[Dataset records about object locations]
------------------------------------------------------------
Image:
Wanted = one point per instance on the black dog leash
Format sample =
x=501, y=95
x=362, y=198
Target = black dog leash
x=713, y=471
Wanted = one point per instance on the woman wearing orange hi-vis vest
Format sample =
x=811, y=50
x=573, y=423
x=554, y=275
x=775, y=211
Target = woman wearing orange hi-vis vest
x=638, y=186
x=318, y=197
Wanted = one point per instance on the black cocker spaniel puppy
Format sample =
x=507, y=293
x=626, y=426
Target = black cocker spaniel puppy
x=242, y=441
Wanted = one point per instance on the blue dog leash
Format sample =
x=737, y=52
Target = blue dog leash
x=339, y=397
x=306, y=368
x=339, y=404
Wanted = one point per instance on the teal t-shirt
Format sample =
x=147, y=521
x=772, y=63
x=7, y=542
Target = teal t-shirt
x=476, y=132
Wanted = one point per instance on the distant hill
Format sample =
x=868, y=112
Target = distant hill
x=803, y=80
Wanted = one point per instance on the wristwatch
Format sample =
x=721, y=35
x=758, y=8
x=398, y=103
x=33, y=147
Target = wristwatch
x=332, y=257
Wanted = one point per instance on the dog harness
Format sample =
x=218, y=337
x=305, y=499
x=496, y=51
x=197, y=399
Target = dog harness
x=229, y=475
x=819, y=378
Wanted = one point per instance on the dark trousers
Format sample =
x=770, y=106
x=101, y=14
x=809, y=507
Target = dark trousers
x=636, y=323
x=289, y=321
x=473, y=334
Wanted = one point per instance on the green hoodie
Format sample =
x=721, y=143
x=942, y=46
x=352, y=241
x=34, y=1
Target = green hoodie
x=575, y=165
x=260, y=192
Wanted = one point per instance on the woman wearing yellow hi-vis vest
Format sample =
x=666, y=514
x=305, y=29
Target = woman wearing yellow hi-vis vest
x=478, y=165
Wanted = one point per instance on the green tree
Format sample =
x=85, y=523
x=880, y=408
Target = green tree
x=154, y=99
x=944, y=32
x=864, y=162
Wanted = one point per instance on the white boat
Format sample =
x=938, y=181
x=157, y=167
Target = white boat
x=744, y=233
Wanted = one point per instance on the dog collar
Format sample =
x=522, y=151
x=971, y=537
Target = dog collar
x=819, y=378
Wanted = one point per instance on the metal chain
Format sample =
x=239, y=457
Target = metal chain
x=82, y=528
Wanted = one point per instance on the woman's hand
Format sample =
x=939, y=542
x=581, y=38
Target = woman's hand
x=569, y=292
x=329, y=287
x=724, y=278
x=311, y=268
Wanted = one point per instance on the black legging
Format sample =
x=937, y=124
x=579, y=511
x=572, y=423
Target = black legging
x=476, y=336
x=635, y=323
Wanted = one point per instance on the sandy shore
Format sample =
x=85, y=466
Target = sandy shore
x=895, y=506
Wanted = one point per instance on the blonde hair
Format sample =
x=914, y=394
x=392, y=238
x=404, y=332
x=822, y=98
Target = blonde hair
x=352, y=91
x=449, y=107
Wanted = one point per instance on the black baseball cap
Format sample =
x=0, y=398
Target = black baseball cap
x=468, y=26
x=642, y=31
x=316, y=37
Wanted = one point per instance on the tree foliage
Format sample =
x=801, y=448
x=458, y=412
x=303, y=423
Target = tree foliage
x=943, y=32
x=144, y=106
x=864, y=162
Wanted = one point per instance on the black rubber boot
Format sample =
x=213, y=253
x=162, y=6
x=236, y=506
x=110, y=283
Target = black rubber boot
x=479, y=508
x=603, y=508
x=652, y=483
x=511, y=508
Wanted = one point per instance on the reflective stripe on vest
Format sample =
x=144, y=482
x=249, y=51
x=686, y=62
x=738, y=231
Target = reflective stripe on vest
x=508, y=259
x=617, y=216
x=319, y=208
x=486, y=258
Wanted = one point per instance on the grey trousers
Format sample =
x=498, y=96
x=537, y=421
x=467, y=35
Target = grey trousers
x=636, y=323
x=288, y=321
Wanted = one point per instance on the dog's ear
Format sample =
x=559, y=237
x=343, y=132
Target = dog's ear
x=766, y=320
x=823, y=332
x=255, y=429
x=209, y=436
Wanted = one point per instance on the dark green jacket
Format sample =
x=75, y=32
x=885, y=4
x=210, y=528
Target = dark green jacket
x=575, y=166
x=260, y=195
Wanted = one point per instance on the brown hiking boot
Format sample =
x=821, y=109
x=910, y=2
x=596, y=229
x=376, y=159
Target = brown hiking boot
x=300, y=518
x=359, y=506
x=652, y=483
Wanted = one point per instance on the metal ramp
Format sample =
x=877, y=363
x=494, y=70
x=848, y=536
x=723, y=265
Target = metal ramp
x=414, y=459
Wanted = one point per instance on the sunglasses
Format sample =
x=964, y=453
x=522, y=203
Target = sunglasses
------------------------------------------------------------
■ **Aim of the exercise**
Make an exact copy of the data above.

■ **Result of this exercise**
Image:
Wanted = one point per instance on the black dog leash
Format sample =
x=501, y=95
x=362, y=198
Target = black dog leash
x=713, y=471
Wanted = one point per instance on the woman wearing orange hi-vis vest
Format sample =
x=811, y=50
x=573, y=423
x=554, y=275
x=775, y=211
Target = woman wearing orange hi-vis vest
x=638, y=186
x=318, y=197
Wanted = one point per instance on the black cocker spaniel puppy
Format sample =
x=507, y=293
x=626, y=426
Target = black cocker spaniel puppy
x=242, y=441
Wanted = one point per instance on the blue dog leash
Format sample =
x=737, y=52
Target = blue dog leash
x=339, y=397
x=306, y=368
x=339, y=404
Wanted = one point per instance on the teal t-shirt
Format sample =
x=147, y=521
x=772, y=63
x=7, y=542
Target = teal t-shirt
x=476, y=132
Wanted = one point per instance on the distant hill
Format sample =
x=868, y=112
Target = distant hill
x=803, y=80
Wanted = one point per instance on the wristwatch
Format sample =
x=721, y=35
x=758, y=8
x=398, y=103
x=33, y=147
Target = wristwatch
x=332, y=257
Wanted = one point per instance on the dog harness
Format sample =
x=218, y=337
x=305, y=499
x=496, y=51
x=197, y=399
Target = dog harness
x=229, y=475
x=819, y=378
Wanted = one point per instance on the dark trousers
Format sample =
x=770, y=106
x=101, y=14
x=809, y=507
Target = dark trousers
x=636, y=323
x=289, y=321
x=473, y=334
Wanted = one point per instance on the green hoodie
Format sample =
x=721, y=143
x=942, y=46
x=352, y=241
x=34, y=1
Target = green hoodie
x=575, y=165
x=260, y=192
Wanted = one point per instance on the woman wearing yellow hi-vis vest
Format sample =
x=666, y=514
x=305, y=29
Target = woman wearing yellow hi-vis vest
x=478, y=165
Wanted = one point per instance on the green tree
Format sample =
x=85, y=523
x=880, y=408
Target = green tree
x=154, y=99
x=944, y=32
x=864, y=162
Wanted = one point per instance on the white boat
Format sample =
x=938, y=181
x=157, y=167
Target = white boat
x=744, y=233
Wanted = one point per instance on the dog collar
Format sample =
x=522, y=151
x=971, y=537
Target = dog collar
x=819, y=378
Wanted = one point per instance on the metal chain
Format sample =
x=239, y=457
Target = metal chain
x=82, y=528
Wanted = one point per instance on the woman's hand
Format sample =
x=939, y=542
x=581, y=38
Target = woman's hand
x=569, y=292
x=329, y=287
x=724, y=278
x=311, y=268
Wanted = one point per instance on the black legging
Format sample =
x=937, y=124
x=579, y=511
x=572, y=423
Target = black legging
x=476, y=336
x=635, y=323
Wanted = one point per instance on the sandy shore
Format sample =
x=85, y=466
Target = sandy shore
x=895, y=506
Wanted = one point per instance on the blonde hair
Format sample =
x=914, y=394
x=392, y=238
x=404, y=332
x=822, y=98
Target = blonde hair
x=352, y=91
x=449, y=107
Wanted = one point per instance on the black baseball cap
Format sample =
x=0, y=398
Target = black baseball cap
x=468, y=26
x=642, y=31
x=316, y=37
Wanted = one point per instance on the tree foliage
Format sample =
x=801, y=448
x=458, y=412
x=303, y=423
Target = tree foliage
x=943, y=32
x=144, y=106
x=864, y=162
Wanted = one point per instance on the black rubber boot
Format sample =
x=213, y=253
x=162, y=6
x=236, y=506
x=110, y=283
Target = black rubber boot
x=479, y=508
x=603, y=508
x=652, y=483
x=511, y=508
Wanted = one point per instance on the reflective stripe on vest
Format sample =
x=144, y=482
x=249, y=51
x=686, y=62
x=738, y=231
Target = reflective stripe on vest
x=508, y=259
x=617, y=216
x=319, y=208
x=486, y=258
Wanted = one point per instance on the grey trousers
Format sample =
x=498, y=96
x=537, y=421
x=467, y=35
Target = grey trousers
x=636, y=323
x=288, y=321
Wanted = one point per instance on the dog's ear
Format sample =
x=559, y=237
x=343, y=132
Target = dog's ear
x=766, y=320
x=823, y=332
x=255, y=429
x=209, y=436
Wanted = one point per instance on the dark green jacket
Format sample =
x=75, y=32
x=885, y=4
x=210, y=528
Target = dark green jacket
x=575, y=166
x=260, y=195
Wanted = one point per instance on the brown hiking boot
Format sample =
x=821, y=109
x=910, y=2
x=596, y=229
x=376, y=159
Target = brown hiking boot
x=300, y=518
x=359, y=506
x=652, y=483
Wanted = one point per instance on the metal ramp
Format sample =
x=877, y=363
x=494, y=70
x=848, y=536
x=723, y=265
Target = metal ramp
x=414, y=459
Wanted = one point per instance on the sunglasses
Format sample =
x=964, y=453
x=522, y=203
Target = sunglasses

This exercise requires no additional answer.